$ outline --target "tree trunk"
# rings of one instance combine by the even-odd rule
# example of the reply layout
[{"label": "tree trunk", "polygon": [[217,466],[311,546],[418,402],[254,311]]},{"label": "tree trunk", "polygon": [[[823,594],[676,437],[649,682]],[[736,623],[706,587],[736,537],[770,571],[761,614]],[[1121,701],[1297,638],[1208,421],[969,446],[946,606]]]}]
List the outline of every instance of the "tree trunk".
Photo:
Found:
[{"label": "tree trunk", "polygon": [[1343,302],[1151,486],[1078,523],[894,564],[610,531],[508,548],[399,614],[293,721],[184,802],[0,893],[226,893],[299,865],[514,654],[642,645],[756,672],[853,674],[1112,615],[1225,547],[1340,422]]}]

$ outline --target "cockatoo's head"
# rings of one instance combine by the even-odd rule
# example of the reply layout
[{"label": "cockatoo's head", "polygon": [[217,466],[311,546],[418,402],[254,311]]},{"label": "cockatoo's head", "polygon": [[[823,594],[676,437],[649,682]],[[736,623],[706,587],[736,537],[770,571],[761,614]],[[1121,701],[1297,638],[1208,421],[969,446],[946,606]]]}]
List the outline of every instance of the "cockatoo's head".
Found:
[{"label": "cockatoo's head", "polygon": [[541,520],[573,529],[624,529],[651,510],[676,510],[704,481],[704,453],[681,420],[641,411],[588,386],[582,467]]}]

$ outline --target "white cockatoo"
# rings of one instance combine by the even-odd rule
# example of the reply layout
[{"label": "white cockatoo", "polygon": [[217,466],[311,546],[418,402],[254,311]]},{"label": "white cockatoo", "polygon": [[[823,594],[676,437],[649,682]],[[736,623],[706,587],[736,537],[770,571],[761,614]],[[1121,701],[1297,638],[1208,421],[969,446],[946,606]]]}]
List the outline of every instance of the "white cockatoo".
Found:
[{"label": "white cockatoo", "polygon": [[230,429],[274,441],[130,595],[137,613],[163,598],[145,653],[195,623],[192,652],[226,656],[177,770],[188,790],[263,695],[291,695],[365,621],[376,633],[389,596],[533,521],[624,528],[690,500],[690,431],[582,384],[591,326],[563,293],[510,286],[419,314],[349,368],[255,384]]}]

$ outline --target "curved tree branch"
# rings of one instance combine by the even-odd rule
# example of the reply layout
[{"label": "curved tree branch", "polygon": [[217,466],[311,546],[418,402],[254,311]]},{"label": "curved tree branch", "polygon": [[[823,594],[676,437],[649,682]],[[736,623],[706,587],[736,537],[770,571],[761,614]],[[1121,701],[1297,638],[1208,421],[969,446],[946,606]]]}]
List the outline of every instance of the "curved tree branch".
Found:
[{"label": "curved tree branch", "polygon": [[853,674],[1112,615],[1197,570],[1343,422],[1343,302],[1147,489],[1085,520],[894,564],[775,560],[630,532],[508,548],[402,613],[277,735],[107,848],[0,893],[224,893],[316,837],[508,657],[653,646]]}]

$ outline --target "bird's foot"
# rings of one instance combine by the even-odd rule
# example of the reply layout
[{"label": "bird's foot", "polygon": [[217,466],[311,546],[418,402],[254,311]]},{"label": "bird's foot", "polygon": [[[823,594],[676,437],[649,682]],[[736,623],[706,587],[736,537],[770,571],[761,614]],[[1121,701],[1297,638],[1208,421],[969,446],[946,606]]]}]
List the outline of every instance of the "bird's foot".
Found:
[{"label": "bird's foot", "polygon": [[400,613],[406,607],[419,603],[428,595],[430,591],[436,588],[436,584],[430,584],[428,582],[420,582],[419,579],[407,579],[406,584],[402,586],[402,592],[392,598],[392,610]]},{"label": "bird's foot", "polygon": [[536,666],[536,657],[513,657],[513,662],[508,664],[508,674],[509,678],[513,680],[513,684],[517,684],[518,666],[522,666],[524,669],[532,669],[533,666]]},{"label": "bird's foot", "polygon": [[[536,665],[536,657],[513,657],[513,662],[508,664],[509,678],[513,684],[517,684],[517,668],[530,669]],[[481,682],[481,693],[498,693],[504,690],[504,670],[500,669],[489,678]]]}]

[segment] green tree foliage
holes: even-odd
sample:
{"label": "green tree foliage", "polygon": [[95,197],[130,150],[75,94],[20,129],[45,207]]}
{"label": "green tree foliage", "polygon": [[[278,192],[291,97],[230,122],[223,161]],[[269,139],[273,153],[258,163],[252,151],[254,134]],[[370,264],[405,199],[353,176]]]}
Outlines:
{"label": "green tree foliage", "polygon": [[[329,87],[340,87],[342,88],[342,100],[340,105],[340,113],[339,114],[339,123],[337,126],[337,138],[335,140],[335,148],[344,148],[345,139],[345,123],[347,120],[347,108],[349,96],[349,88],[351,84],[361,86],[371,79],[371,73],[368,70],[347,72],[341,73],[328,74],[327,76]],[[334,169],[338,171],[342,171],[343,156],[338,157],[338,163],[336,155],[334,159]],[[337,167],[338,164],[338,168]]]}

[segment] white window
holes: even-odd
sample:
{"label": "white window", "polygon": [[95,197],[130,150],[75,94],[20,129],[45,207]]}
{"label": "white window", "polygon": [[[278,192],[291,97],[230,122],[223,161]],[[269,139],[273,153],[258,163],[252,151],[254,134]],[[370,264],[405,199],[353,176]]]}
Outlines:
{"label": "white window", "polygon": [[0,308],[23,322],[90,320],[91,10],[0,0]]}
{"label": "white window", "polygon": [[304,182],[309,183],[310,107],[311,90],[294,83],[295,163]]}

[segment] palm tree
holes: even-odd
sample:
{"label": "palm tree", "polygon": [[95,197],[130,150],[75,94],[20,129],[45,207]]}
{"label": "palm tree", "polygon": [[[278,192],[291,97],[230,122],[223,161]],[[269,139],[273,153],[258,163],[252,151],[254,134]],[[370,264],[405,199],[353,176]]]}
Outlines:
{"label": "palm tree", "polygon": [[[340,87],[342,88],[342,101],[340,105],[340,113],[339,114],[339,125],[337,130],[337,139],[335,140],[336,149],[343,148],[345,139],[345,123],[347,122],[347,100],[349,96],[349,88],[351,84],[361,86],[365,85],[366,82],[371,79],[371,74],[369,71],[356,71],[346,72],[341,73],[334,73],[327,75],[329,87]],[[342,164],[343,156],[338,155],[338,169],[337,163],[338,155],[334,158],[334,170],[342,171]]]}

━━━━━━━━━━━━━━━━

• _WHAT YOU ARE ASKED TO DO_: Please recast all the items above as one numbered list, leaving out the blank lines.

• _WORKED SOLUTION_:
1. $ outline --target "tree trunk"
2. # rings of one instance combine by the even-odd rule
3. # example of the reply layout
4. [{"label": "tree trunk", "polygon": [[217,466],[311,546],[418,402],[254,311]]},{"label": "tree trunk", "polygon": [[[823,594],[676,437],[649,682]],[[736,623],[706,587],[736,537],[770,571],[761,614]],[[1121,701],[1297,638],[1208,421],[969,446],[946,606]]]}]
5. List the outline of every instance of the "tree trunk".
6. Photo:
7. Found:
8. [{"label": "tree trunk", "polygon": [[1343,302],[1151,486],[1078,523],[894,564],[610,531],[508,548],[399,614],[293,721],[184,802],[0,893],[226,893],[299,865],[514,654],[642,645],[756,672],[853,674],[1112,615],[1225,547],[1340,422]]}]
9. $ outline --target "cockatoo's head"
10. # rings of one instance combine by the even-odd rule
11. # example of the reply layout
12. [{"label": "cockatoo's head", "polygon": [[217,466],[311,546],[418,402],[254,311]]},{"label": "cockatoo's head", "polygon": [[[823,594],[676,437],[649,682]],[[736,623],[706,587],[736,537],[770,571],[761,614]],[[1121,701],[1297,638],[1208,421],[969,446],[946,606]]]}]
13. List the outline of every instance of the "cockatoo's head".
14. Found:
15. [{"label": "cockatoo's head", "polygon": [[541,520],[573,529],[624,529],[651,510],[676,510],[704,481],[704,453],[681,420],[641,411],[588,386],[582,467]]}]
16. $ outline --target "white cockatoo"
17. # rings of one instance combine by the even-odd rule
18. # example of the reply layout
19. [{"label": "white cockatoo", "polygon": [[217,466],[311,546],[418,402],[254,311]]},{"label": "white cockatoo", "polygon": [[[823,594],[676,437],[649,682]],[[736,623],[706,587],[736,537],[770,571],[761,614]],[[1121,701],[1297,638],[1208,421],[969,446],[946,606]]]}]
20. List the outline of every instance of the "white cockatoo".
21. Found:
22. [{"label": "white cockatoo", "polygon": [[230,429],[274,441],[130,595],[137,613],[163,598],[145,653],[195,623],[192,652],[226,656],[177,770],[188,790],[263,695],[291,695],[365,621],[376,633],[389,596],[533,521],[624,528],[690,500],[690,431],[582,384],[591,326],[563,293],[510,286],[419,314],[349,368],[255,384]]}]
23. $ outline --target "curved tree branch"
24. # rings of one instance combine by the even-odd rule
25. # example of the reply layout
26. [{"label": "curved tree branch", "polygon": [[217,466],[311,546],[418,402],[254,311]]},{"label": "curved tree branch", "polygon": [[[823,594],[676,437],[649,682]],[[736,623],[706,587],[736,537],[770,571],[761,614]],[[1121,701],[1297,638],[1208,421],[969,446],[946,606]]]}]
27. List the outline of every instance of the "curved tree branch".
28. Found:
29. [{"label": "curved tree branch", "polygon": [[853,674],[1112,615],[1197,570],[1343,422],[1343,302],[1147,489],[1085,520],[894,564],[775,560],[630,532],[508,548],[402,613],[277,735],[107,848],[0,893],[224,893],[316,837],[508,657],[653,646]]}]
30. $ outline --target "bird's foot"
31. # rings of one instance combine by the even-odd rule
32. # example of the reply layout
33. [{"label": "bird's foot", "polygon": [[217,466],[311,546],[418,402],[254,311]]},{"label": "bird's foot", "polygon": [[[823,594],[676,437],[649,682]],[[736,623],[706,587],[736,537],[770,571],[761,614]],[[1121,701],[1297,638],[1208,421],[969,446],[946,606]]]}]
34. List the outline of every instance of the "bird's foot".
35. Found:
36. [{"label": "bird's foot", "polygon": [[400,613],[406,607],[419,603],[428,595],[430,591],[436,588],[436,584],[430,584],[428,582],[420,582],[419,579],[407,579],[406,584],[402,586],[402,592],[392,598],[392,610]]},{"label": "bird's foot", "polygon": [[536,666],[536,657],[513,657],[513,662],[508,664],[508,674],[509,678],[513,680],[513,684],[517,684],[518,666],[522,666],[524,669],[532,669],[533,666]]},{"label": "bird's foot", "polygon": [[[536,665],[536,657],[513,657],[513,662],[508,664],[509,678],[513,684],[517,684],[517,668],[530,669]],[[481,682],[481,693],[498,693],[504,690],[504,670],[500,669],[489,678]]]}]
37. [segment] green tree foliage
38. holes: even-odd
39. sample:
40. {"label": "green tree foliage", "polygon": [[95,197],[130,150],[75,94],[20,129],[45,207]]}
41. {"label": "green tree foliage", "polygon": [[[278,192],[291,97],[230,122],[223,161]],[[269,139],[273,153],[258,163],[252,151],[254,134]],[[370,264],[405,199],[353,176]]]}
42. Outlines:
43. {"label": "green tree foliage", "polygon": [[[329,87],[340,87],[342,88],[342,100],[340,105],[340,113],[339,114],[339,123],[337,126],[337,138],[335,140],[335,148],[344,148],[345,139],[345,123],[347,120],[347,108],[349,96],[349,88],[351,84],[361,86],[371,79],[371,73],[368,70],[347,72],[341,73],[328,74],[327,76]],[[334,169],[338,171],[342,171],[343,156],[338,157],[338,163],[336,155],[334,159]],[[337,167],[338,164],[338,168]]]}
44. [segment] white window
45. holes: even-odd
46. sample:
47. {"label": "white window", "polygon": [[95,197],[130,150],[75,94],[20,129],[45,207]]}
48. {"label": "white window", "polygon": [[[278,192],[291,97],[230,122],[223,161]],[[269,139],[273,153],[258,163],[252,151],[254,134]],[[370,264],[405,199],[353,176]]]}
49. Outlines:
50. {"label": "white window", "polygon": [[0,308],[23,322],[90,320],[91,10],[0,0]]}
51. {"label": "white window", "polygon": [[304,182],[309,183],[310,107],[311,90],[294,83],[295,163]]}
52. [segment] palm tree
53. holes: even-odd
54. sample:
55. {"label": "palm tree", "polygon": [[95,197],[130,150],[75,94],[20,129],[45,207]]}
56. {"label": "palm tree", "polygon": [[[278,192],[291,97],[230,122],[223,161]],[[269,139],[273,153],[258,163],[252,151],[254,134]],[[370,264],[405,199],[353,176]]]}
57. Outlines:
58. {"label": "palm tree", "polygon": [[[340,87],[342,88],[342,101],[340,105],[340,113],[339,114],[339,125],[337,130],[337,139],[335,140],[336,149],[343,148],[345,139],[345,123],[347,122],[347,100],[349,96],[349,88],[351,84],[361,86],[365,85],[366,82],[371,79],[371,74],[369,71],[356,71],[346,72],[341,73],[334,73],[327,75],[329,87]],[[342,164],[343,156],[338,155],[338,169],[337,163],[338,155],[334,158],[334,170],[342,171]]]}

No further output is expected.